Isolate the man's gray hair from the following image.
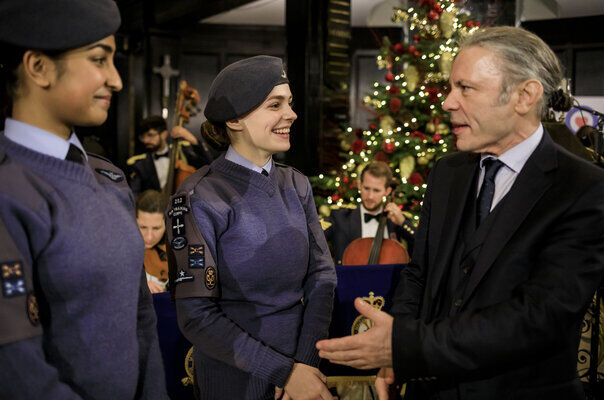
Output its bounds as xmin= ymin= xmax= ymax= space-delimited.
xmin=460 ymin=26 xmax=562 ymax=116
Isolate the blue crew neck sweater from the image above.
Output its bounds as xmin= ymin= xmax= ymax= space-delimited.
xmin=176 ymin=156 xmax=336 ymax=400
xmin=0 ymin=134 xmax=167 ymax=400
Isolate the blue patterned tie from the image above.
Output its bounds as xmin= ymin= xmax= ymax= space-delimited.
xmin=476 ymin=158 xmax=503 ymax=227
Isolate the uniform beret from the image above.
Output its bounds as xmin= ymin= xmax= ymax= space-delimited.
xmin=0 ymin=0 xmax=121 ymax=50
xmin=203 ymin=56 xmax=289 ymax=122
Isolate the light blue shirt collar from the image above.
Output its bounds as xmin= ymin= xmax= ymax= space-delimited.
xmin=4 ymin=118 xmax=88 ymax=160
xmin=224 ymin=145 xmax=273 ymax=174
xmin=480 ymin=124 xmax=543 ymax=174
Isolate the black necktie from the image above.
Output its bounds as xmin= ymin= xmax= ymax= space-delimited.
xmin=363 ymin=213 xmax=381 ymax=223
xmin=65 ymin=143 xmax=84 ymax=164
xmin=476 ymin=158 xmax=503 ymax=226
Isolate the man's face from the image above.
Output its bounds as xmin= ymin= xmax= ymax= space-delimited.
xmin=359 ymin=172 xmax=392 ymax=211
xmin=139 ymin=129 xmax=168 ymax=152
xmin=443 ymin=46 xmax=517 ymax=155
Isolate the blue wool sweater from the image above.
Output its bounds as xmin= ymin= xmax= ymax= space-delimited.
xmin=0 ymin=134 xmax=167 ymax=400
xmin=176 ymin=156 xmax=336 ymax=400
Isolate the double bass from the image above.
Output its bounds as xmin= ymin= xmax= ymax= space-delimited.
xmin=162 ymin=81 xmax=199 ymax=200
xmin=342 ymin=190 xmax=409 ymax=265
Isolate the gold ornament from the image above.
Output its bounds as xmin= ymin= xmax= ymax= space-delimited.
xmin=380 ymin=115 xmax=394 ymax=133
xmin=417 ymin=157 xmax=430 ymax=165
xmin=440 ymin=11 xmax=456 ymax=39
xmin=398 ymin=156 xmax=415 ymax=179
xmin=426 ymin=122 xmax=436 ymax=133
xmin=438 ymin=51 xmax=453 ymax=79
xmin=405 ymin=65 xmax=419 ymax=92
xmin=438 ymin=122 xmax=451 ymax=135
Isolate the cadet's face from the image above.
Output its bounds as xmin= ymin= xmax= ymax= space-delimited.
xmin=236 ymin=84 xmax=298 ymax=164
xmin=140 ymin=129 xmax=168 ymax=152
xmin=136 ymin=211 xmax=166 ymax=249
xmin=443 ymin=47 xmax=515 ymax=155
xmin=45 ymin=36 xmax=122 ymax=128
xmin=359 ymin=172 xmax=392 ymax=211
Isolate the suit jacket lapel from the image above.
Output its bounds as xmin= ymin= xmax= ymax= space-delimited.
xmin=464 ymin=132 xmax=557 ymax=304
xmin=348 ymin=207 xmax=361 ymax=242
xmin=428 ymin=154 xmax=479 ymax=299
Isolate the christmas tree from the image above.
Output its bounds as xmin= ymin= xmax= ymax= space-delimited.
xmin=311 ymin=0 xmax=480 ymax=222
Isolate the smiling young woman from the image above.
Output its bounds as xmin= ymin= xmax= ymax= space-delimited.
xmin=0 ymin=0 xmax=167 ymax=399
xmin=167 ymin=56 xmax=336 ymax=400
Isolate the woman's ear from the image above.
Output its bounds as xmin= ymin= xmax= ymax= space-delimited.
xmin=226 ymin=118 xmax=243 ymax=132
xmin=23 ymin=50 xmax=57 ymax=89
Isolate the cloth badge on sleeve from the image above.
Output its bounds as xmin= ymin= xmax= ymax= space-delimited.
xmin=172 ymin=216 xmax=186 ymax=237
xmin=174 ymin=269 xmax=195 ymax=284
xmin=94 ymin=168 xmax=124 ymax=182
xmin=189 ymin=244 xmax=205 ymax=268
xmin=27 ymin=292 xmax=40 ymax=326
xmin=172 ymin=236 xmax=187 ymax=250
xmin=205 ymin=267 xmax=217 ymax=290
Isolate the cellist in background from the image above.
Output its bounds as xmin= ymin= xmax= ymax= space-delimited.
xmin=136 ymin=190 xmax=168 ymax=293
xmin=322 ymin=161 xmax=415 ymax=264
xmin=128 ymin=115 xmax=212 ymax=195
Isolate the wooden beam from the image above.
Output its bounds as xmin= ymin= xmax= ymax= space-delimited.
xmin=153 ymin=0 xmax=255 ymax=27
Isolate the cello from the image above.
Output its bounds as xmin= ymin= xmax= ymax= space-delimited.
xmin=162 ymin=81 xmax=199 ymax=200
xmin=342 ymin=190 xmax=409 ymax=265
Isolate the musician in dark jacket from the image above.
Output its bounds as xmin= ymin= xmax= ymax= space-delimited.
xmin=127 ymin=115 xmax=211 ymax=195
xmin=322 ymin=161 xmax=415 ymax=264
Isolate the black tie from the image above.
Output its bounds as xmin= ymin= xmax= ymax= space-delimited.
xmin=65 ymin=143 xmax=84 ymax=164
xmin=363 ymin=213 xmax=381 ymax=223
xmin=476 ymin=158 xmax=503 ymax=226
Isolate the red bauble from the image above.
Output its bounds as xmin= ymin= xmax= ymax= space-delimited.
xmin=373 ymin=151 xmax=388 ymax=162
xmin=390 ymin=97 xmax=403 ymax=114
xmin=382 ymin=141 xmax=396 ymax=154
xmin=407 ymin=172 xmax=424 ymax=186
xmin=350 ymin=139 xmax=365 ymax=154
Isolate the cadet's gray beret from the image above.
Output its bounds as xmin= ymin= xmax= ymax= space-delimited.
xmin=203 ymin=56 xmax=289 ymax=122
xmin=0 ymin=0 xmax=121 ymax=50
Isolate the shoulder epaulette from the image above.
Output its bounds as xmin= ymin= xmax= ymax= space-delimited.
xmin=126 ymin=153 xmax=147 ymax=165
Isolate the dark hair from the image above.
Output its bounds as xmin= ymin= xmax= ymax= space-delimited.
xmin=201 ymin=121 xmax=231 ymax=150
xmin=0 ymin=42 xmax=67 ymax=129
xmin=361 ymin=161 xmax=392 ymax=188
xmin=136 ymin=190 xmax=166 ymax=216
xmin=136 ymin=115 xmax=168 ymax=135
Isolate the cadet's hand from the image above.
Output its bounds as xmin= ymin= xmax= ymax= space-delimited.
xmin=170 ymin=126 xmax=199 ymax=145
xmin=317 ymin=297 xmax=393 ymax=369
xmin=384 ymin=203 xmax=405 ymax=226
xmin=283 ymin=363 xmax=333 ymax=400
xmin=375 ymin=368 xmax=394 ymax=400
xmin=147 ymin=281 xmax=164 ymax=293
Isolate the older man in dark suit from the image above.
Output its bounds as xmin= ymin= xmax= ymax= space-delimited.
xmin=322 ymin=161 xmax=415 ymax=264
xmin=317 ymin=27 xmax=604 ymax=400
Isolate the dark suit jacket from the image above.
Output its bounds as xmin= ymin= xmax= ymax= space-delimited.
xmin=325 ymin=207 xmax=415 ymax=264
xmin=128 ymin=142 xmax=212 ymax=195
xmin=391 ymin=134 xmax=604 ymax=400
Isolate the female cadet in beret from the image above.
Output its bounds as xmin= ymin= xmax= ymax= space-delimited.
xmin=0 ymin=0 xmax=167 ymax=400
xmin=167 ymin=56 xmax=336 ymax=400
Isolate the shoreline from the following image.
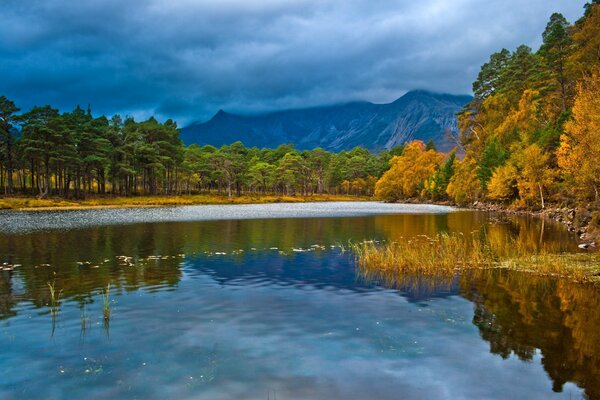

********

• WHAT THE EXERCISE ASKS
Switch every "Isolate" in the items above to "Locate" and give all the items again with nothing else changed. Leave the pictures out of your answer.

• THE ANSWER
Locate the man's gray hair from the following image.
Output its bounds as xmin= ymin= xmax= ymax= space-delimited.
xmin=460 ymin=26 xmax=562 ymax=116
Locate the blue crew neck sweater from the image above.
Output its bounds as xmin= ymin= xmax= ymax= space-delimited.
xmin=176 ymin=156 xmax=336 ymax=400
xmin=0 ymin=134 xmax=167 ymax=400
Locate the blue patterned tie from the image above.
Output its bounds as xmin= ymin= xmax= ymax= space-delimited.
xmin=476 ymin=158 xmax=503 ymax=227
Locate the uniform beret from the image above.
Output its bounds as xmin= ymin= xmax= ymax= space-delimited.
xmin=0 ymin=0 xmax=121 ymax=50
xmin=203 ymin=56 xmax=289 ymax=122
Locate the light blue shirt collar from the image above.
Output its bounds as xmin= ymin= xmax= ymax= space-delimited.
xmin=4 ymin=118 xmax=88 ymax=160
xmin=224 ymin=145 xmax=273 ymax=174
xmin=480 ymin=124 xmax=543 ymax=174
Locate the black necktie from the image above.
Output its bounds as xmin= ymin= xmax= ymax= space-delimited.
xmin=363 ymin=213 xmax=381 ymax=223
xmin=65 ymin=143 xmax=84 ymax=164
xmin=476 ymin=158 xmax=503 ymax=226
Locate the man's face from the image above.
Output its bounds as xmin= ymin= xmax= ymax= space-delimited.
xmin=359 ymin=172 xmax=392 ymax=211
xmin=139 ymin=129 xmax=168 ymax=152
xmin=443 ymin=46 xmax=517 ymax=155
Locate the blue wool sweater from the image above.
Output its bounds as xmin= ymin= xmax= ymax= space-delimited.
xmin=0 ymin=134 xmax=167 ymax=400
xmin=176 ymin=156 xmax=336 ymax=400
Locate the double bass from the image above.
Output its bounds as xmin= ymin= xmax= ymax= space-delimited.
xmin=162 ymin=81 xmax=199 ymax=200
xmin=342 ymin=190 xmax=409 ymax=265
Locate the gold ornament from the image above.
Output its bounds as xmin= ymin= xmax= ymax= space-delimited.
xmin=380 ymin=115 xmax=394 ymax=133
xmin=417 ymin=157 xmax=430 ymax=165
xmin=440 ymin=11 xmax=456 ymax=39
xmin=398 ymin=156 xmax=415 ymax=179
xmin=426 ymin=122 xmax=436 ymax=133
xmin=438 ymin=51 xmax=453 ymax=79
xmin=405 ymin=65 xmax=419 ymax=92
xmin=438 ymin=122 xmax=451 ymax=135
Locate the cadet's face from the image above.
Output its bounds as xmin= ymin= xmax= ymax= space-delimited.
xmin=236 ymin=84 xmax=298 ymax=164
xmin=140 ymin=129 xmax=168 ymax=152
xmin=136 ymin=211 xmax=166 ymax=249
xmin=443 ymin=47 xmax=515 ymax=155
xmin=45 ymin=36 xmax=122 ymax=128
xmin=359 ymin=172 xmax=392 ymax=211
Locate the suit jacket lapel from the image above.
Output its bounds as xmin= ymin= xmax= ymax= space-delimited.
xmin=464 ymin=132 xmax=557 ymax=304
xmin=348 ymin=207 xmax=361 ymax=242
xmin=428 ymin=154 xmax=479 ymax=299
Locate the christmas tree from the image above.
Output its bounds as xmin= ymin= xmax= ymax= space-delimited.
xmin=311 ymin=0 xmax=480 ymax=222
Locate the smiling young woman from the image above.
Output its bounds as xmin= ymin= xmax= ymax= space-delimited.
xmin=0 ymin=0 xmax=167 ymax=399
xmin=167 ymin=56 xmax=336 ymax=400
Locate the woman's ear from the image above.
Output its bounds as xmin= ymin= xmax= ymax= space-delimited.
xmin=226 ymin=118 xmax=243 ymax=132
xmin=23 ymin=50 xmax=57 ymax=89
Locate the cloth badge on sleeve from the image above.
Output its bounds as xmin= ymin= xmax= ymax= space-delimited.
xmin=172 ymin=216 xmax=186 ymax=237
xmin=174 ymin=269 xmax=195 ymax=284
xmin=94 ymin=168 xmax=124 ymax=182
xmin=189 ymin=244 xmax=205 ymax=268
xmin=27 ymin=292 xmax=40 ymax=326
xmin=172 ymin=236 xmax=187 ymax=250
xmin=205 ymin=267 xmax=217 ymax=290
Locate the cellist in background from the image above.
Output its bounds as xmin= ymin= xmax= ymax= space-delimited.
xmin=136 ymin=190 xmax=168 ymax=293
xmin=322 ymin=161 xmax=415 ymax=264
xmin=128 ymin=115 xmax=212 ymax=195
Locate the wooden beam from the image above.
Output its bounds as xmin= ymin= xmax= ymax= space-delimited.
xmin=153 ymin=0 xmax=255 ymax=27
Locate the cello from the image above.
Output its bounds as xmin= ymin= xmax= ymax= space-delimited.
xmin=162 ymin=81 xmax=199 ymax=200
xmin=342 ymin=190 xmax=409 ymax=265
Locate the musician in dark jacket from the image above.
Output its bounds as xmin= ymin= xmax= ymax= space-delimited.
xmin=127 ymin=115 xmax=211 ymax=195
xmin=322 ymin=161 xmax=415 ymax=264
Locate the black tie from the image above.
Output its bounds as xmin= ymin= xmax= ymax= space-delimited.
xmin=65 ymin=143 xmax=84 ymax=164
xmin=363 ymin=213 xmax=381 ymax=223
xmin=476 ymin=158 xmax=503 ymax=226
Locate the red bauble from the image above.
Output its bounds as xmin= ymin= xmax= ymax= space-delimited.
xmin=373 ymin=151 xmax=388 ymax=162
xmin=390 ymin=97 xmax=403 ymax=114
xmin=382 ymin=141 xmax=396 ymax=154
xmin=407 ymin=172 xmax=424 ymax=186
xmin=350 ymin=139 xmax=365 ymax=154
Locate the cadet's gray beret from the image above.
Output its bounds as xmin= ymin= xmax= ymax= space-delimited.
xmin=203 ymin=56 xmax=289 ymax=122
xmin=0 ymin=0 xmax=121 ymax=50
Locate the shoulder epaulette from the image above.
Output its bounds as xmin= ymin= xmax= ymax= space-delimited.
xmin=126 ymin=153 xmax=147 ymax=165
Locate the dark hair from the image above.
Output its bounds as xmin= ymin= xmax= ymax= space-delimited.
xmin=201 ymin=121 xmax=231 ymax=150
xmin=0 ymin=42 xmax=67 ymax=129
xmin=361 ymin=161 xmax=392 ymax=188
xmin=136 ymin=190 xmax=166 ymax=216
xmin=136 ymin=115 xmax=168 ymax=135
Locate the cadet's hand from the image above.
Output its bounds as xmin= ymin= xmax= ymax= space-delimited.
xmin=170 ymin=126 xmax=199 ymax=145
xmin=317 ymin=297 xmax=393 ymax=369
xmin=384 ymin=203 xmax=405 ymax=226
xmin=283 ymin=363 xmax=333 ymax=400
xmin=375 ymin=368 xmax=394 ymax=400
xmin=147 ymin=281 xmax=164 ymax=293
Locate the older man in dark suit from the image above.
Output its bounds as xmin= ymin= xmax= ymax= space-delimited.
xmin=322 ymin=161 xmax=415 ymax=264
xmin=317 ymin=27 xmax=604 ymax=400
Locate the dark suit jacket from the image above.
Output its bounds as xmin= ymin= xmax= ymax= space-delimited.
xmin=325 ymin=207 xmax=415 ymax=264
xmin=128 ymin=142 xmax=212 ymax=195
xmin=391 ymin=134 xmax=604 ymax=400
Locate the female cadet in beret from the image above.
Output its bounds as xmin= ymin= xmax= ymax= space-delimited.
xmin=0 ymin=0 xmax=167 ymax=400
xmin=167 ymin=56 xmax=336 ymax=400
Locate the shoreline from the following image.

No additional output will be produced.